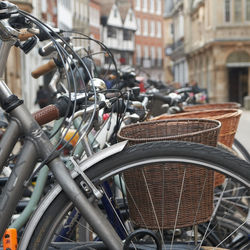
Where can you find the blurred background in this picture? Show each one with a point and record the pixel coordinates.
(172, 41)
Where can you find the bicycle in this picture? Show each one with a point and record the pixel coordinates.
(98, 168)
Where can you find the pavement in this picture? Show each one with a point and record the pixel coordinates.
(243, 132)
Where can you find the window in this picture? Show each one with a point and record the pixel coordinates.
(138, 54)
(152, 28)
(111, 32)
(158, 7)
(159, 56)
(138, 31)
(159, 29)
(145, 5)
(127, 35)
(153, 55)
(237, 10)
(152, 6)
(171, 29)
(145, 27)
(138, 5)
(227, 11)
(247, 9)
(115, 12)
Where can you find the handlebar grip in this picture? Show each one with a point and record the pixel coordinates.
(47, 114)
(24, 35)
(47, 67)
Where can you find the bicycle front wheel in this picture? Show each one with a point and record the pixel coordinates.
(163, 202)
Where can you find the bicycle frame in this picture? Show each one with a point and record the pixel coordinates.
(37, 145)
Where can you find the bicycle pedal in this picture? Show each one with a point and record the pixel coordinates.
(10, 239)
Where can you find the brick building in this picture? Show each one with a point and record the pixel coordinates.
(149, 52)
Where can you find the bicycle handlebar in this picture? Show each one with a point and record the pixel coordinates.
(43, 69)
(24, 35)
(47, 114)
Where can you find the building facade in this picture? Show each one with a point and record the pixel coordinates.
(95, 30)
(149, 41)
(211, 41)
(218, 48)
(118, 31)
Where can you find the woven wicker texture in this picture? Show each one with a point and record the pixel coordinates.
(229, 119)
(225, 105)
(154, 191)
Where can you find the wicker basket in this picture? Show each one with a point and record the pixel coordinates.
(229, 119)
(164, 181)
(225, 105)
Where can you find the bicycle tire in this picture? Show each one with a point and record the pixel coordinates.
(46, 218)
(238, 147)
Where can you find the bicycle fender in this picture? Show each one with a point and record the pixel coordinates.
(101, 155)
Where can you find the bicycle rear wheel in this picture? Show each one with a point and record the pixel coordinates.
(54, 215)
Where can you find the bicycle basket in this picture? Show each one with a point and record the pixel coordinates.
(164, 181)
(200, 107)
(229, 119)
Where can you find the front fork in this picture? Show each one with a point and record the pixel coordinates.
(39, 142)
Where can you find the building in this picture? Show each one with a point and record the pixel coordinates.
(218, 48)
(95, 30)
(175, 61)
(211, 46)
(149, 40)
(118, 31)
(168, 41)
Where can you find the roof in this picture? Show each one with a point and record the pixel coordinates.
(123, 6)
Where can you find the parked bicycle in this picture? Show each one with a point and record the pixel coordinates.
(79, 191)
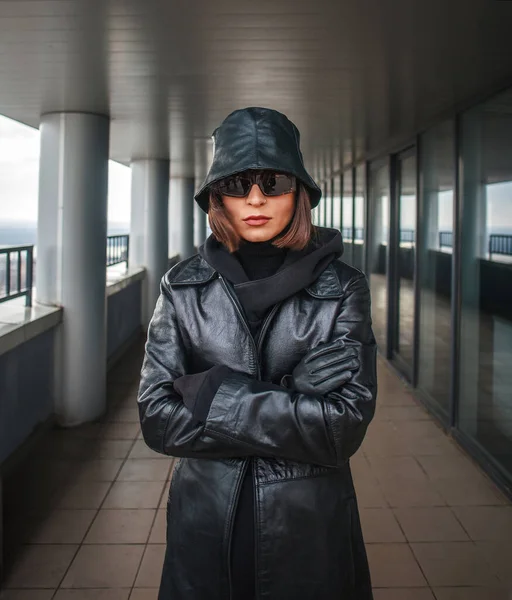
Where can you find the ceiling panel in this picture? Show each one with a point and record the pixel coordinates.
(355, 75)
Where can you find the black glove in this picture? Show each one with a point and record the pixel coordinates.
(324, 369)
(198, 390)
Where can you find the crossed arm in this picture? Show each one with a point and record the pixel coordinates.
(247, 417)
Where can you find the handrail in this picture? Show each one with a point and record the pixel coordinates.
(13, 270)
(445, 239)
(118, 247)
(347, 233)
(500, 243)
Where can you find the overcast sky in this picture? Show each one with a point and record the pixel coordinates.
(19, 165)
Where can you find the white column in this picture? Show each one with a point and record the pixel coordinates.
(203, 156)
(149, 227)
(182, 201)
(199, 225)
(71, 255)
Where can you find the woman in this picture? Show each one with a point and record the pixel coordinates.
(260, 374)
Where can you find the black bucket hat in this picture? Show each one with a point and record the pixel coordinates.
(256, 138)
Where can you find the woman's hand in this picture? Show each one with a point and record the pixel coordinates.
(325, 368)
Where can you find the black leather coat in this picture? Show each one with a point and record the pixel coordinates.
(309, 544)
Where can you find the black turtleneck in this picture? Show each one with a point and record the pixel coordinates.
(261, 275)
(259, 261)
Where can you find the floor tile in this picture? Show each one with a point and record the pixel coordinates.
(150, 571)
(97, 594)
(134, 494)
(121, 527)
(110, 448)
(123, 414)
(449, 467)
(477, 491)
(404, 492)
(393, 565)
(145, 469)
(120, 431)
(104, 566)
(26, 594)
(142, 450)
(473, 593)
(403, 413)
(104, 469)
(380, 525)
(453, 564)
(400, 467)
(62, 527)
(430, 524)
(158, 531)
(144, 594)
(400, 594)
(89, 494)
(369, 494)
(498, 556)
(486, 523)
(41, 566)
###
What is required: The answer must be the entries above, printed exactly, with no pictures.

Solution to the problem:
Where can you find the blurred background in this picture? Show each one with a point and record the pixel coordinates.
(172, 41)
Where can you find the bicycle in this picture? Show each one with a point and record the pixel coordinates.
(98, 168)
Where can you find the pavement in this picture? Show each one with a point and record the pixel coordinates.
(243, 132)
Where can you find the window in this picture? Show each one with a point and record the pixel coordinates.
(138, 54)
(152, 28)
(111, 32)
(158, 7)
(159, 56)
(138, 31)
(159, 29)
(145, 5)
(127, 35)
(153, 55)
(237, 10)
(152, 6)
(171, 29)
(145, 27)
(138, 5)
(227, 11)
(247, 9)
(115, 12)
Where can you find the handlebar grip in this picture? Show each one with a point and record the pixel coordinates.
(47, 114)
(24, 35)
(47, 67)
Where can you find the bicycle front wheel in this picture? Show each one with a point and record the pixel coordinates.
(163, 202)
Where can you find the bicycle frame in this picture? Show each one with a point and record the pixel coordinates.
(37, 145)
Where can you find the bicycle pedal in this picture? Show each one with a point and record the pixel coordinates.
(10, 239)
Where can you find the brick building in this picture? Show each one with a point and record the pixel coordinates.
(149, 52)
Where can you find the bicycle handlebar in this picture? Show each one with a point and record the pixel coordinates.
(43, 69)
(24, 35)
(47, 114)
Where can you find the building facade in this picture? Show each one with a point and record the pixel coordinates.
(95, 30)
(149, 41)
(211, 41)
(218, 48)
(118, 31)
Where can you find the woven wicker texture in this picture? Show each one with a point and record the pixel coordinates.
(229, 119)
(225, 105)
(154, 191)
Where can you find the wicker basket in this picture? Show each one with a point and record the pixel coordinates.
(229, 119)
(164, 181)
(225, 105)
Where can you find the bicycle tire in this picture? Show each one with a point and record the pixel coordinates.
(46, 218)
(238, 147)
Where can you find the bicycle fender in this picture? Show each one with a point and record the pixel coordinates.
(101, 155)
Where can you find the bicycle rear wheel in this picture? Show each one with a point and record the pixel coordinates.
(54, 215)
Where can you find the bicycle basket in this picture? Show each one with a point and record the pixel coordinates.
(164, 181)
(200, 107)
(229, 119)
Where can you find the front fork in this picture? Show each one with a point and record the pixel coordinates.
(39, 142)
Where can you find the building in this picture? Show each one with a point and record the pixel coordinates.
(218, 48)
(95, 30)
(175, 61)
(211, 46)
(149, 40)
(118, 31)
(168, 41)
Where can you find the roof in this picture? Show each one with a point and record the pixel coordinates.
(123, 6)
Where can you find the parked bicycle in this picture? Show each one with a point and record the pixel coordinates.
(79, 191)
Where can you find the ceiling panel in this picture? Show each one with a point and record the pixel coordinates.
(355, 75)
Where can you find the black glove in this picture? Show each one with a point and record the pixel coordinates.
(324, 369)
(198, 390)
Where can you find the crossed arm in this picture? Show each one with a point and record the pixel coordinates.
(247, 417)
Where can you find the handrail in this picture? Show each one with a point and record the pixel coordinates.
(13, 270)
(445, 239)
(118, 247)
(347, 233)
(500, 243)
Where can you find the overcast sky in this picture? Show each one with a point and record the pixel coordinates.
(19, 165)
Where can you find the white column in this picture? Show each one with a point and record the pixel coordinates.
(203, 156)
(149, 227)
(182, 201)
(199, 225)
(71, 255)
Where can you find the woman in this picture? Show each one with a point and record the pixel coordinates.
(260, 374)
Where can you find the black bucket hat in this picture? Show each one with a point and record the pixel coordinates.
(256, 138)
Where can you find the woman's hand in this picture? Show each one with a point and record the pixel coordinates.
(325, 368)
Where can you find the black leather coat in this picture? Show each one with a point and record the pixel coordinates.
(309, 544)
Where can you find the black turtleneck in this picture? Show each one with a point and record the pixel coordinates.
(261, 275)
(259, 261)
Where can you find the floor tile in this picture? Show each one with a point and record the pixel coordinates.
(150, 571)
(97, 594)
(134, 494)
(121, 527)
(110, 448)
(123, 414)
(449, 467)
(477, 491)
(404, 492)
(393, 565)
(145, 469)
(120, 431)
(104, 566)
(26, 594)
(142, 450)
(473, 593)
(403, 413)
(104, 469)
(380, 525)
(453, 564)
(400, 467)
(62, 527)
(430, 524)
(158, 531)
(144, 594)
(400, 594)
(89, 494)
(369, 494)
(498, 556)
(486, 523)
(41, 566)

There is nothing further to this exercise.